++++ Supplied entries ++++

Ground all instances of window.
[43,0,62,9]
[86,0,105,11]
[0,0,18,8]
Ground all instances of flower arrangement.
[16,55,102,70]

++++

• _Problem description_:
Rewrite all of the records above, changing every "Ground" to "Locate" and leaving everything else unchanged.

• _Response to the exercise_:
Locate all instances of window.
[43,0,62,9]
[86,0,105,11]
[0,0,18,8]
Locate all instances of flower arrangement.
[16,55,102,70]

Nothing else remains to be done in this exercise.